— Start of Records provided —

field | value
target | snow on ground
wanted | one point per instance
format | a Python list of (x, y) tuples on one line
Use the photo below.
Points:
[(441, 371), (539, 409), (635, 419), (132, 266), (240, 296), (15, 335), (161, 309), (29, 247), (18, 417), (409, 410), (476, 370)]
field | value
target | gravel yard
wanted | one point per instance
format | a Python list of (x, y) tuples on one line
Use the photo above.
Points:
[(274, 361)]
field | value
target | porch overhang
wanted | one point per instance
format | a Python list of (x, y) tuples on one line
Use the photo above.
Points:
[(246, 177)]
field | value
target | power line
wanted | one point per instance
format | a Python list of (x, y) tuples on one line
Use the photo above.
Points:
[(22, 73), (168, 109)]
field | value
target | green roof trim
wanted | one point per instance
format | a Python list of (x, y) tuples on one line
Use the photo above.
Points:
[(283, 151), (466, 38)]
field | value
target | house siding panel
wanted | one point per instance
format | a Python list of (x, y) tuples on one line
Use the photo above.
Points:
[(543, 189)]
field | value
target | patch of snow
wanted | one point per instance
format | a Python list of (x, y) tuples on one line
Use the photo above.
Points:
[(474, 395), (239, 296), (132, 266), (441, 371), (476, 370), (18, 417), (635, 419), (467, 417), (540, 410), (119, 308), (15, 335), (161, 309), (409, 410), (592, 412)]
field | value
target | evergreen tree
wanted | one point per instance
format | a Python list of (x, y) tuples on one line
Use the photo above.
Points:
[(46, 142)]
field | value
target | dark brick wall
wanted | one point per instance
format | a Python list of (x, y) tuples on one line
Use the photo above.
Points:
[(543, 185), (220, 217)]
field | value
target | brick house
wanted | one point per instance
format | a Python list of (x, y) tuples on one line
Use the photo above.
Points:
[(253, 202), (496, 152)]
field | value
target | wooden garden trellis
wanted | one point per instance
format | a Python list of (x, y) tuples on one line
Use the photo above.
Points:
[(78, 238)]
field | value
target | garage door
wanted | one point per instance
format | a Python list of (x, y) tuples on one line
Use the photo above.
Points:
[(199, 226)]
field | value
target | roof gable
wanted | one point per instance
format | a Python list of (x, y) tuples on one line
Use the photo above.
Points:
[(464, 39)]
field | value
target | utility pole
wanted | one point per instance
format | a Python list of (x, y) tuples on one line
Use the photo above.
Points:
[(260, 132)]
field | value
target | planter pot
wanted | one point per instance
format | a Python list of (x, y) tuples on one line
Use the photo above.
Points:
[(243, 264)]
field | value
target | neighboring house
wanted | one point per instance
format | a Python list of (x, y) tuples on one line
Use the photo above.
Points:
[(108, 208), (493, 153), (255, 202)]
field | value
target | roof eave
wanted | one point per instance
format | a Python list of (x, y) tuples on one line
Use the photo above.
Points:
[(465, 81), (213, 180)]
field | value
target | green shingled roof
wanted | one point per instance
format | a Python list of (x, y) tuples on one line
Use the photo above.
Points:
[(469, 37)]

— End of Records provided —

▶ _Aim_: Copy every line verbatim.

▶ _Output_:
field | value
target | snow on ground
wanted | one point per instance
format | a Python list of (x, y) tuples on one line
Use the photo below.
Points:
[(441, 371), (539, 409), (635, 419), (132, 266), (240, 296), (15, 335), (161, 309), (29, 247), (18, 417), (409, 410), (476, 370)]
field | value
target | gravel yard
wanted | one point per instance
format | a Python list of (x, y) tuples on one line
Use the photo above.
Points:
[(274, 361)]
field | value
target | porch overhang
wanted | one point per instance
format | a Python list of (x, y) tuples on one line
Use the photo above.
Points:
[(246, 177)]
field | value
target | power line
wanted | one point per instance
format | a Python list of (x, y) tuples on one line
Use the photo above.
Points:
[(22, 73), (168, 109)]
field | value
target | green roof trim
wanted | one point per instance
format | a Python list of (x, y) tuples on one line
Use the photo above.
Points:
[(283, 151), (466, 38)]
field | value
target | house siding panel
wanted | one point per instance
format | a Python list of (x, y) tuples on one line
Use the photo above.
Points:
[(543, 189)]
field | value
target | patch of snow
wanted | one point per instance
format | a Python list of (x, y) tuples on one line
Use the photo above.
Points:
[(474, 395), (239, 296), (132, 266), (441, 371), (476, 370), (18, 417), (635, 419), (467, 417), (540, 410), (119, 308), (15, 335), (161, 309), (409, 410), (592, 412)]
field | value
target | evergreen tree
wanted | one point per instance
format | a Python list of (x, y) tuples on one line
Use the photo above.
Points:
[(46, 142)]
field | value
target | dark brick wall
wanted | one point per instance
format | a Python list of (x, y) tuples on one line
Use the photo above.
Points:
[(543, 185), (220, 217)]
field | value
target | brick house
wanted | one point per instance
format | a Python list of (x, y) tuples on one line
Use the photo above.
Points:
[(253, 202), (496, 152)]
field | value
target | wooden garden trellis
wanted | one point per instance
format | a Python list of (x, y) tuples on one line
Use the photo above.
Points:
[(78, 238)]
field | value
target | garage door
wanted | one point per instance
format | a Python list of (x, y) tuples on one line
Use the photo above.
Points:
[(199, 226)]
field | value
target | roof gable
wanted | one point per instance
format | a Python list of (x, y) tuples on one line
Use the photo above.
Points:
[(464, 39)]
field | value
target | utility pole
wanted | one point per instance
format | a Python list of (x, y) tuples on one line
Use the photo above.
Points:
[(260, 132)]
field | value
target | planter pot
wanted | one point per instance
format | a Python list of (x, y) tuples on one line
Use the photo above.
Points:
[(243, 264)]
field | value
target | neighboring house
wanted | one point per instance
format | a Python list of (x, y) tuples on one line
Use the photo above.
Points:
[(108, 208), (493, 153), (255, 202)]
field | value
target | roof eave
wanted | one point per instance
format | a Python list of (x, y) tuples on one line
Use the photo above.
Points:
[(465, 81), (213, 180)]
field | value
target | green shingled roof
wanted | one point per instance
format | a Python list of (x, y) tuples on one line
Use the photo above.
Points:
[(469, 37)]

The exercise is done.